- _Reading text_:
● ● ●

Wednesday, October 29, 2008

Bonuses at banking companies and bonuses at STRS...do you see a parallel here?

From John Curry, October 29, 2008
Recently, the New York Attorney General, Andrew Cuomo, sent a letter to nine New York banks indicating that, as recipients of taxpayer funds, these institutions "had a responsibility" to the taxpayers of New York state and suggested that bonuses for executives should be furnished for examination. Cuomo goes on to say, "Taxpayers are, in many ways, now like shareholders of your company, and your firm has a responsibility to them.”
Maybe I am off base here but.....doesn't STRS receive payments from public school districts who subsequently receive these monies from taxpayers? Doesn't STRS have a responsibility to them ( the taxpayers, as well as the contributing educators and the Ohio Revised Code - section 3307.15) when STRS pays $6,027,249 in bonuses to their in-house investors at a time when STRS has dropped 25 Billion dollars in worth? The majority of our STRS Board apparently doesn't view it this way.
I think I see similarities, do you? Would it be too much to ask STRS for a list of these bonus recipients and the respective amounts involved...if not merely for the sake of the direct contributors of STRS but also for the taxpayers contributing to all Ohio public schools? Would it be asking too much for the Board to reconsider bonus payments at a time when some of my fellow STRS retirees are looking at $900 monthly (in 2009) healthcare insurance premiums for themselves and their spouses?

● ● ●

- _Data section_:
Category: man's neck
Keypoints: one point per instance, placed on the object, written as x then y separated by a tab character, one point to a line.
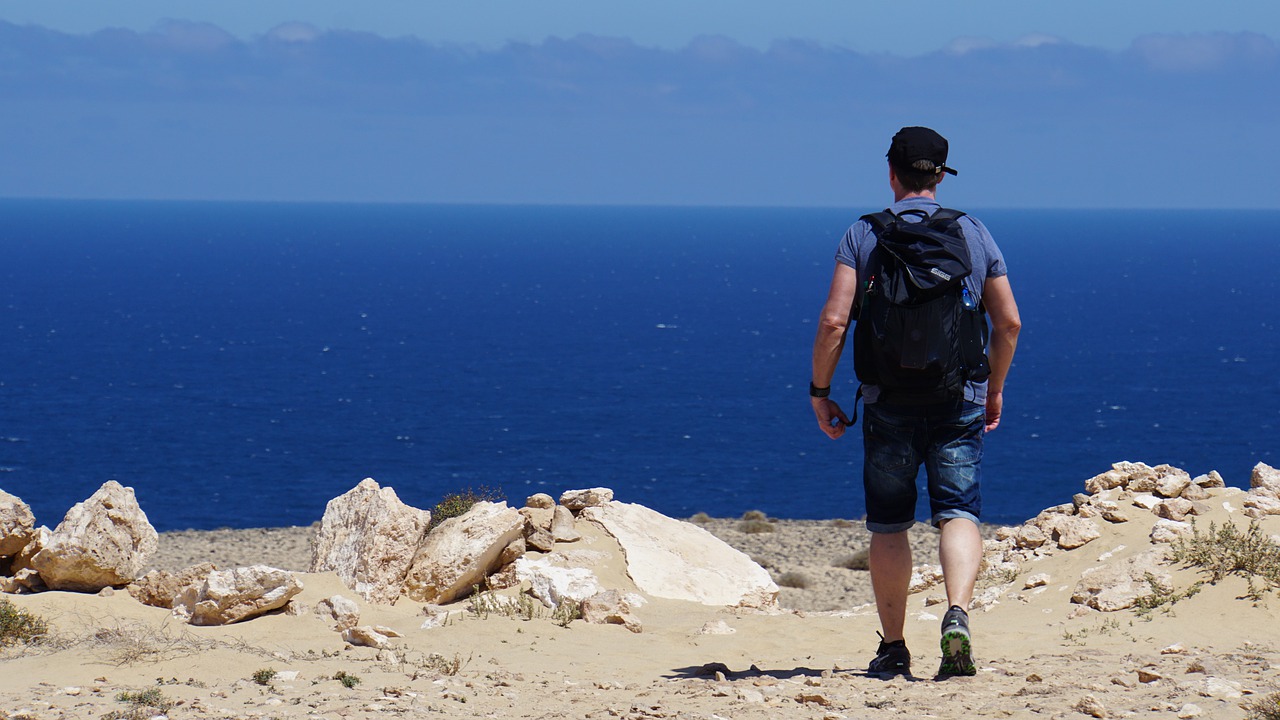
924	194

● ● ●

- _Directions_:
• 1. Copy word for word the passage of the STRS bonus post between "Maybe I am off" and "it this way.", inclusive.
• 2. Write the next part of the blog post about STRS bonuses, continuing on from its last sentence.
The data is separate material from the post on STRS bonuses.

- _Responses in order_:
• 1.
Maybe I am off base here but.....doesn't STRS receive payments from public school districts who subsequently receive these monies from taxpayers? Doesn't STRS have a responsibility to them ( the taxpayers, as well as the contributing educators and the Ohio Revised Code - section 3307.15) when STRS pays $6,027,249 in bonuses to their in-house investors at a time when STRS has dropped 25 Billion dollars in worth? The majority of our STRS Board apparently doesn't view it this way.

• 2.
John Curry
An STRS benefits recipient
Cuomo Investigates Bonuses at Banking Companies
October 29, 2008
New York Times
From Jonathan D. Glater, a DealBook colleague:
The New York attorney general has expanded his investigation of bonus payments to Wall Street executives whose banking companies are receiving $125 billion in support from the federal government.
In a letter sent on Wednesday to the nine financial institutions receiving government aid, the attorney general, Andrew M. Cuomo, asked for “a detailed accounting regarding your expected payments to top management in the upcoming bonus season.”
The letter also raised the prospect of a lawsuit relying on a New York law that, Mr. Cuomo has said, permits the recovery of payments worth more than the services provided by executives.
Mr. Cuomo sent his letter to Citigroup, Bank of America, Bank of New York Mellon, Goldman Sachs, JPMorgan Chase, Merrill Lynch, Morgan Stanley, State Street and Wells Fargo.
In recent weeks, Mr. Cuomo’s office reached an agreement with the American International Group, the troubled insurance conglomerate, freezing millions of dollars in payments to former executives. The letter sent on Wednesday appears to represent an expansion of the inquiry into executive compensation at companies getting government money.
“As my office has told A.I.G.,” Mr. Cuomo wrote, “now that the American taxpayer has provided substantial funds to your firm, the preservation of those funds is a vital obligation of your company. Taxpayers are, in many ways, now like shareholders of your company, and your firm has a responsibility to them.”
On Tuesday, Representative Henry A. Waxman, who is leading a House investigation of the financial crisis, asked the nine banking companies to explain why they are paying billions of dollars in compensation and bonuses after they accepted the cash injections of $125 billion as part of the government’s $700 billion bailout program.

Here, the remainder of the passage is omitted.